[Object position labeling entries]
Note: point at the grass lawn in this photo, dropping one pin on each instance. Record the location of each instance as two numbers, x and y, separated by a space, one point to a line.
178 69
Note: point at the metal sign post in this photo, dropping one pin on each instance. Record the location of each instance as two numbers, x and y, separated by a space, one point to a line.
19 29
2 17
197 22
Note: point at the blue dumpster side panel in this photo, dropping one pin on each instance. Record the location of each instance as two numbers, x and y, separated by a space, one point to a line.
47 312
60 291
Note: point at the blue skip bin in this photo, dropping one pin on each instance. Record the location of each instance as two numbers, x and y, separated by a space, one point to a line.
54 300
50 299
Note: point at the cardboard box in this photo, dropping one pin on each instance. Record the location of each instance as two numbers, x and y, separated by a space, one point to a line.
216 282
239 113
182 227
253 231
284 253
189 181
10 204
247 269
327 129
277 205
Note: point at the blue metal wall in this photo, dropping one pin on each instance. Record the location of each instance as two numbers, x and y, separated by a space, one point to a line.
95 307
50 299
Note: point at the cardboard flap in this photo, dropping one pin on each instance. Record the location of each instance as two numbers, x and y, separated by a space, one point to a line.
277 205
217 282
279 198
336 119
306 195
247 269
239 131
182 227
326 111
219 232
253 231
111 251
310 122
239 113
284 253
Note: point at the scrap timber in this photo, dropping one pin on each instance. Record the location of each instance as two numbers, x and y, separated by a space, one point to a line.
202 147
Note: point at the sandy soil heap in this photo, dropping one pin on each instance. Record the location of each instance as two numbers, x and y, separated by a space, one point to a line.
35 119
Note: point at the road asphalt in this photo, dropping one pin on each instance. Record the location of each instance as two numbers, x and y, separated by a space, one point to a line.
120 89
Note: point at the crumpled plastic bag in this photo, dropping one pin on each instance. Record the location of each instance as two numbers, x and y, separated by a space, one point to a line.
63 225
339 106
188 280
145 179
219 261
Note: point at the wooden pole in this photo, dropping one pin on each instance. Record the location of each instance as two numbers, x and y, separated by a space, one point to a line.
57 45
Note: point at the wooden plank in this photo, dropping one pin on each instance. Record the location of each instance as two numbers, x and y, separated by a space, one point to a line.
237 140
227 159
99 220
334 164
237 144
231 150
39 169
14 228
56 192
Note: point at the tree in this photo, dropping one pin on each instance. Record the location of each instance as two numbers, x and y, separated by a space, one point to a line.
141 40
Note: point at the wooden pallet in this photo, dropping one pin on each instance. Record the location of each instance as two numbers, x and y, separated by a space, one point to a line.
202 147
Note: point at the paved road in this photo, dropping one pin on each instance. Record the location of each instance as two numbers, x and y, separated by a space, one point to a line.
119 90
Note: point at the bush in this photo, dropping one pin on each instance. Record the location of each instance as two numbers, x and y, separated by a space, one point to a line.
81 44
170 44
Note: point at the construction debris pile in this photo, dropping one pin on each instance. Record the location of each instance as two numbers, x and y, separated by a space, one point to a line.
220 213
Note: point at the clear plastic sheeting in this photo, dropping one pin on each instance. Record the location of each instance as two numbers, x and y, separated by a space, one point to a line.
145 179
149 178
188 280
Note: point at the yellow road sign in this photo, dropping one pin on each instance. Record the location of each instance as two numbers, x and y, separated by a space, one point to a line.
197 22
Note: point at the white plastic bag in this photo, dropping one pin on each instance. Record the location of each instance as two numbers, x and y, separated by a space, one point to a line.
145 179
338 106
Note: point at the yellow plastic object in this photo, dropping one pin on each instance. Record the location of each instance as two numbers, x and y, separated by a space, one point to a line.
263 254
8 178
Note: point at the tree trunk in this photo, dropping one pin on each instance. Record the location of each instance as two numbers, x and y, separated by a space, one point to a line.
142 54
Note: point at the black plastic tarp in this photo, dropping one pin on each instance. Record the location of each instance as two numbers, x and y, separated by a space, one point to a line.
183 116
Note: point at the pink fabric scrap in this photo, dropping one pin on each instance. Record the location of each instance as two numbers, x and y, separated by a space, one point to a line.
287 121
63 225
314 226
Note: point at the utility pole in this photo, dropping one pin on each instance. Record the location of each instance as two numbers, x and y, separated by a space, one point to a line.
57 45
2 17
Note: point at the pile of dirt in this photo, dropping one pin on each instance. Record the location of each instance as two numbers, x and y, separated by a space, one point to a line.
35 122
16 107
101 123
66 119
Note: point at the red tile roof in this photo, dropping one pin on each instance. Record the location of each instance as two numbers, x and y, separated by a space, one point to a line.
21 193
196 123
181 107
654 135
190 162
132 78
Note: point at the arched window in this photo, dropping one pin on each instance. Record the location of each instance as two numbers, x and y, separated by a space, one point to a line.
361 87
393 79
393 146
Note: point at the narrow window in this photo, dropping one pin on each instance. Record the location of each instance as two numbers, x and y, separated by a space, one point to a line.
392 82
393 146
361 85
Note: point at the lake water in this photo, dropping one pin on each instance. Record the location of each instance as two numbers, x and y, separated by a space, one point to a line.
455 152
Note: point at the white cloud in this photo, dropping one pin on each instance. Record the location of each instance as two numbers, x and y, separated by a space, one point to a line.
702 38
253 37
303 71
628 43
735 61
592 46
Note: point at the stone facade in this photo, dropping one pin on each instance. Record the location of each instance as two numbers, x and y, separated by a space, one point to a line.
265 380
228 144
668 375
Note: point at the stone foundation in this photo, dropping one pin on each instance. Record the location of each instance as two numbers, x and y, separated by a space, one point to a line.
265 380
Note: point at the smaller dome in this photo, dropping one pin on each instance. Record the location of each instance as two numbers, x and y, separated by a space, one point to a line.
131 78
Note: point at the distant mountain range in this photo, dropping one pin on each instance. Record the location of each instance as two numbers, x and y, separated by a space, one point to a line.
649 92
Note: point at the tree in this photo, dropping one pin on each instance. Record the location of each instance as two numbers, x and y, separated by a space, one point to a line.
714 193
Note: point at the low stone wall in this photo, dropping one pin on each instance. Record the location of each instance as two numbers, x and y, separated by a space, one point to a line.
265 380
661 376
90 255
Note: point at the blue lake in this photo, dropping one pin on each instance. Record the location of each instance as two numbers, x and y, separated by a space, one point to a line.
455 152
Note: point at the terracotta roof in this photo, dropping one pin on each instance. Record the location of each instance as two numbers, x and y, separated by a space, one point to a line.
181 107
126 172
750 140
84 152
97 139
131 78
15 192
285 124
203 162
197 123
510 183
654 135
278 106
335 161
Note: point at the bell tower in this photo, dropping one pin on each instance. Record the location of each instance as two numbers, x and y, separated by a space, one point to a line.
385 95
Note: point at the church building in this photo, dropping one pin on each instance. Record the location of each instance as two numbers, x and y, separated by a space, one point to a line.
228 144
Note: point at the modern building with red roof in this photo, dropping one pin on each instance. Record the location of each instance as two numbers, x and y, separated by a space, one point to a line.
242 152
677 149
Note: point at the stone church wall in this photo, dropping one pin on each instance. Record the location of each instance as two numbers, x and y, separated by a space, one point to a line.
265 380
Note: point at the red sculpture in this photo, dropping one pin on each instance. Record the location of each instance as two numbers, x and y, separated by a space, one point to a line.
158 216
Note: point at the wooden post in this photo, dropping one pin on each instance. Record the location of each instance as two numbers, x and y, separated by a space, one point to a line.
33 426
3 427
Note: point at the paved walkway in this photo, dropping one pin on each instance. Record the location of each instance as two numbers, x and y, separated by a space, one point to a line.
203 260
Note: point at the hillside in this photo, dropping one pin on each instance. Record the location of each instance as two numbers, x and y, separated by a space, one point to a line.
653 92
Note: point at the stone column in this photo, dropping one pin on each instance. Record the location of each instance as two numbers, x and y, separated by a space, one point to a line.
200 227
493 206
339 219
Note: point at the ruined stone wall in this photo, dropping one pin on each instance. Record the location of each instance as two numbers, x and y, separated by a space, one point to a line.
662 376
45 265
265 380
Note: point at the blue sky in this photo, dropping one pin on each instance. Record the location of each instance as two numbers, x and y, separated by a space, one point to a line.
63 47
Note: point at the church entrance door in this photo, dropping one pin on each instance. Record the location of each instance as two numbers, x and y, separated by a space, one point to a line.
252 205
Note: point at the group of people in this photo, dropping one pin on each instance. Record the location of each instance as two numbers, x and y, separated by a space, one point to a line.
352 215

◆ **Problem statement**:
Copy out exactly the lines running from the line with "Note: point at the ruined" to the end of the records, inclusive.

◆ **The completed task**:
Note: point at the ruined stone wall in this photo, dropping one pin on each instance. Record the location of each instance as two numbers, x and y, separated by a space, one point to a line.
662 376
45 265
265 380
Note: point at the blue sky in this photo, dropping one pin on each instance. Record the location of each instance as two numbers, x and y, separated by a space, one point to a line.
63 47
Note: point at the church entrance door in this photo, dropping one pin on each instance. Record the location of each instance as two numbers, x and y, separated by a space, one point to a line.
252 205
Note: point at the group of people in this photo, dropping one pin on each instance. Record the location of each instance as two numbers, x and y, separated by a space, one point to a line.
352 215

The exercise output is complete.